_Activity:_ Every line of the data must appear again in the answer, exactly as written.

Dataset entries:
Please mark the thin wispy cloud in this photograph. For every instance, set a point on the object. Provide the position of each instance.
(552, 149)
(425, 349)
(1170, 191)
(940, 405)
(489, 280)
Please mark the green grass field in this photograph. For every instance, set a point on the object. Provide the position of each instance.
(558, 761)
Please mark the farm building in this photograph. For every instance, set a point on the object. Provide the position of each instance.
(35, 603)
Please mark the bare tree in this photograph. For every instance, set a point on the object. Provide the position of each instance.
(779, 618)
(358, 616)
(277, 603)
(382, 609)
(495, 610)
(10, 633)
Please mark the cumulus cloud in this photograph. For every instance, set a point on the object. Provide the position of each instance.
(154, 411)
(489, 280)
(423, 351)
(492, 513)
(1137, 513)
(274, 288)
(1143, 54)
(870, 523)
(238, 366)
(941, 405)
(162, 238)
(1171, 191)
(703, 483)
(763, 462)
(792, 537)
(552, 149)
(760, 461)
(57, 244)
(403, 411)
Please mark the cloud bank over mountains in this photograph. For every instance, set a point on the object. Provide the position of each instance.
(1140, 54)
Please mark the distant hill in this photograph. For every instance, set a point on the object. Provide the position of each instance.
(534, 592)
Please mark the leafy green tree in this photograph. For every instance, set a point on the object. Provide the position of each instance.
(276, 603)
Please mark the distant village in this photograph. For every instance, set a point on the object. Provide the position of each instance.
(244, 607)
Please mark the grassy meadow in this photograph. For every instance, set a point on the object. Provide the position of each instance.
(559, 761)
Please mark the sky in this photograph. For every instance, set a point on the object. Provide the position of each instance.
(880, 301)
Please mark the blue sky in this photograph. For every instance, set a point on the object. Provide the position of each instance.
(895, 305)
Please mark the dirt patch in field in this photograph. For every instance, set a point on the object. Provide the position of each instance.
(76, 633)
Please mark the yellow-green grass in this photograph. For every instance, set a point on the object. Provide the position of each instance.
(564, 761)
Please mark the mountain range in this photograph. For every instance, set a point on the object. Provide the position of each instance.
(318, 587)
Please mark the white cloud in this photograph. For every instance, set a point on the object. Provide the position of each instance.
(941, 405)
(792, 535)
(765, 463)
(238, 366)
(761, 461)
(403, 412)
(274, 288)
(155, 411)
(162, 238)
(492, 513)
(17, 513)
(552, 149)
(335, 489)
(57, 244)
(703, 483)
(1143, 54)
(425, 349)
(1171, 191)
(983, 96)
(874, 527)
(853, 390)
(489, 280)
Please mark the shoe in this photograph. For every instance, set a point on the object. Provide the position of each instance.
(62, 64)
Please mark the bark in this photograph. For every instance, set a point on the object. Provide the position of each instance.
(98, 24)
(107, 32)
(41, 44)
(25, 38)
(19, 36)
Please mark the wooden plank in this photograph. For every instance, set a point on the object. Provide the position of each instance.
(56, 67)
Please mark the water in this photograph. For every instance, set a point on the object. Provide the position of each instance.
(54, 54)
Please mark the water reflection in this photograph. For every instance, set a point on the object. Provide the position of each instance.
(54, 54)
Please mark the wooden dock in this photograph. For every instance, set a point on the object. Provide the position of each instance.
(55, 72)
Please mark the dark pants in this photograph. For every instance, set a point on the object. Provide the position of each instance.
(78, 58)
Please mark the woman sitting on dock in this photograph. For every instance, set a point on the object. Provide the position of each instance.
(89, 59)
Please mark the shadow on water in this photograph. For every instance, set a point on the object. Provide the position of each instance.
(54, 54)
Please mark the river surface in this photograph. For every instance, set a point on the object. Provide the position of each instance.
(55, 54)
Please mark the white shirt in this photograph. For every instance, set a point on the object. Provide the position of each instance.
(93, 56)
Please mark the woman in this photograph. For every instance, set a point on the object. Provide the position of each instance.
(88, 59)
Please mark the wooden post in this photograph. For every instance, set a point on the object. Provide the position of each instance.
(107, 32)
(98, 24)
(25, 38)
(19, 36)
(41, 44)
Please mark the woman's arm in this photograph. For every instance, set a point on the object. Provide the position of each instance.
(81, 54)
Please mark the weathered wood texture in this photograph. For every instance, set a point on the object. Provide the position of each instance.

_Response to this exercise:_
Please mark the thin wispy cloud in this photograph. For every instance, set a point on the object. Provide the position of each instance.
(552, 149)
(425, 349)
(1170, 191)
(940, 405)
(489, 280)
Please mark the green grass field in this photograph. For every instance, set a point on the object. Provide the position of each instance.
(558, 761)
Please mark the farm building in this photograph. For every instance, set a point on the object. Provide the position of each instance.
(35, 603)
Please mark the bare tree in this photograph. For every instance, set a point on the object. Provide the position of each instance.
(779, 618)
(358, 616)
(277, 603)
(382, 609)
(495, 610)
(10, 633)
Please mark the cumulus cloud in this photograph. For every instance, set a point on the object. Provide the position of each instance.
(154, 411)
(489, 280)
(423, 351)
(492, 513)
(1137, 513)
(274, 288)
(1143, 54)
(870, 523)
(238, 366)
(941, 405)
(162, 238)
(1171, 191)
(703, 483)
(763, 462)
(792, 537)
(552, 149)
(760, 461)
(57, 244)
(403, 411)
Please mark the cloud bank over mountains in this photograph. For every instance, set a point on the object. Provide the position of each instance.
(1140, 54)
Please mark the distant hill in this photograph. For every instance, set a point on the object. Provide the position of each instance.
(534, 592)
Please mark the leafy green tree in this photograph. For every instance, set a point on the object. Provide the position of each instance.
(276, 603)
Please mark the distant village in this photograph. For every instance, set a point on the object. Provide the position of each instance.
(244, 607)
Please mark the grassy meadow in this photograph. For every instance, set a point on the object. Provide the position of each instance.
(559, 761)
Please mark the sky in this photograph. For every instance, set a point on the object. Provide the position of each instance.
(880, 301)
Please mark the blue sky in this photograph. For every instance, set a point on the object. Provide the position of each instance.
(895, 305)
Please mark the dirt patch in field in this photograph. For every instance, set a point on the object. Provide the position of each instance.
(76, 633)
Please mark the yellow-green grass in this photograph. For every instance, set a point on the object. Provide the position of each instance.
(564, 761)
Please mark the mountain range in this photograph. For every instance, set a point on the object. Provide the position of each instance.
(318, 587)
Please mark the white cloud in this photograph. For every instance, set a point on the object. Provide the position of each instance.
(941, 405)
(792, 535)
(765, 463)
(238, 366)
(761, 461)
(403, 412)
(274, 288)
(155, 411)
(162, 238)
(492, 513)
(17, 513)
(552, 149)
(335, 489)
(57, 244)
(703, 483)
(1143, 54)
(425, 349)
(1171, 191)
(983, 96)
(874, 527)
(853, 390)
(489, 280)
Please mark the shoe in this photograph. For every instance, set a point on the object. Provide the position of each instance.
(62, 64)
Please mark the bark in this photograph. For every instance, set a point on the object. Provide the position of each instance.
(98, 24)
(107, 32)
(41, 44)
(25, 38)
(19, 36)
Please mark the wooden plank in this photograph. For every instance, set a point on the object. Provide the position of each instance.
(56, 67)
Please mark the water in this photograph. For every instance, set a point on the object. Provide the position of each instance.
(54, 54)
Please mark the water reflection in this photograph. For every instance, set a point on the object. Provide the position of each instance.
(54, 54)
Please mark the wooden dock in this photograph. For every instance, set a point on the object. Provide the position of each instance.
(55, 72)
Please mark the dark pants in this photograph. For every instance, set a point on the object. Provide the position of each instance.
(78, 58)
Please mark the woman sitting on dock in this photograph. For every instance, set a point on the object. Provide the position of each instance.
(89, 59)
Please mark the shadow on water in this photograph. For every instance, set a point on the object. Provide the position of each instance.
(54, 54)
Please mark the river surface in this photograph. For every instance, set a point on the object. Provide the position of each instance.
(55, 54)
Please mark the white shirt in this photograph. For every instance, set a point on the object. Provide the position of each instance.
(93, 56)
Please mark the woman in this photograph. For every instance, set a point on the object. Provide the position of each instance.
(88, 59)
Please mark the wooden post in this photograph. For every instance, set a point on the object. Provide the position of each instance.
(107, 32)
(98, 24)
(25, 38)
(19, 36)
(41, 44)
Please mark the woman's arm in this photograph. For every instance, set a point on the object. Provide the position of each instance.
(81, 54)
Please mark the weathered wood texture in this photograph. For every instance, set a point on the object. Provide the position of each instance.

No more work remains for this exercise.